**Instructions for the task**
Count the lines in the listing that contain the string "positive", treating uppercase and lowercase as different, and reply with only the number.

═════ Recorded information

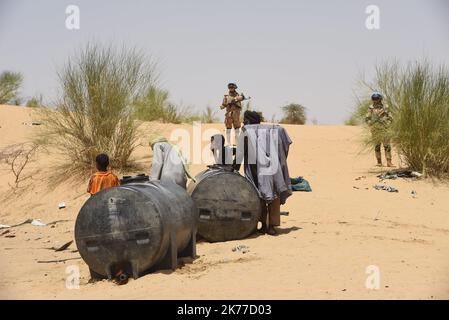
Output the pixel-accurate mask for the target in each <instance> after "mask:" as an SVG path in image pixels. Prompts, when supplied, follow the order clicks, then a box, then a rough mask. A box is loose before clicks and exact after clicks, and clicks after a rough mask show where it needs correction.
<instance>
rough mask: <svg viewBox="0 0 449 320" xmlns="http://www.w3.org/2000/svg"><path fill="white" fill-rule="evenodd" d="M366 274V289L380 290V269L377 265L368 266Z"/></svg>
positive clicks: (365, 282)
mask: <svg viewBox="0 0 449 320" xmlns="http://www.w3.org/2000/svg"><path fill="white" fill-rule="evenodd" d="M365 273H366V274H367V275H368V277H367V278H366V281H365V287H366V288H367V289H369V290H379V289H380V268H379V267H378V266H375V265H370V266H367V267H366V269H365Z"/></svg>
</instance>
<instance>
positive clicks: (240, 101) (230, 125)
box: [220, 83, 245, 144]
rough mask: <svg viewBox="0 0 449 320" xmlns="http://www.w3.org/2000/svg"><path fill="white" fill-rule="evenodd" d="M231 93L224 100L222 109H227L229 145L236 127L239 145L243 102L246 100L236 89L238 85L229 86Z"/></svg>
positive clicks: (237, 140) (226, 123)
mask: <svg viewBox="0 0 449 320" xmlns="http://www.w3.org/2000/svg"><path fill="white" fill-rule="evenodd" d="M228 89H229V93H228V94H226V95H225V96H224V98H223V103H222V104H221V107H220V108H221V109H225V108H226V114H225V125H226V140H227V142H228V144H231V130H232V127H234V130H235V141H236V143H237V141H238V137H239V134H240V127H241V121H240V112H241V110H242V101H243V100H245V96H244V95H243V94H239V93H238V92H237V91H236V89H237V85H236V84H235V83H229V84H228Z"/></svg>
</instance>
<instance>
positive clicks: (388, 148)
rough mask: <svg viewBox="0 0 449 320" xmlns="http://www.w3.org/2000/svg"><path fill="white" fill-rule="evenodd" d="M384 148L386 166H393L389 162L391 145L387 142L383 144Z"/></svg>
mask: <svg viewBox="0 0 449 320" xmlns="http://www.w3.org/2000/svg"><path fill="white" fill-rule="evenodd" d="M384 148H385V158H387V167H394V164H393V163H392V162H391V146H390V145H389V144H386V145H384Z"/></svg>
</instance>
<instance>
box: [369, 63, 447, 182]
mask: <svg viewBox="0 0 449 320" xmlns="http://www.w3.org/2000/svg"><path fill="white" fill-rule="evenodd" d="M366 87H368V88H370V89H372V88H373V87H375V88H378V89H379V90H381V92H383V94H384V96H385V99H384V100H385V102H386V103H387V105H388V106H389V108H390V110H391V112H392V114H393V123H392V125H391V128H390V130H389V132H388V135H389V137H390V138H391V140H392V141H393V143H394V145H395V147H396V149H397V151H398V152H399V155H400V156H401V158H402V159H403V160H404V161H405V163H406V164H407V165H408V166H409V167H410V168H411V169H413V170H418V171H422V172H424V173H425V174H426V173H429V174H432V175H442V174H448V173H449V70H448V68H447V67H446V66H444V65H443V66H439V67H435V66H433V65H431V64H430V63H429V62H427V61H416V62H411V63H408V64H407V65H405V66H401V65H400V64H399V63H397V62H386V63H383V64H381V65H379V66H378V67H377V68H376V77H375V80H374V82H373V83H372V84H366Z"/></svg>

══════════

**Output for this exercise**
4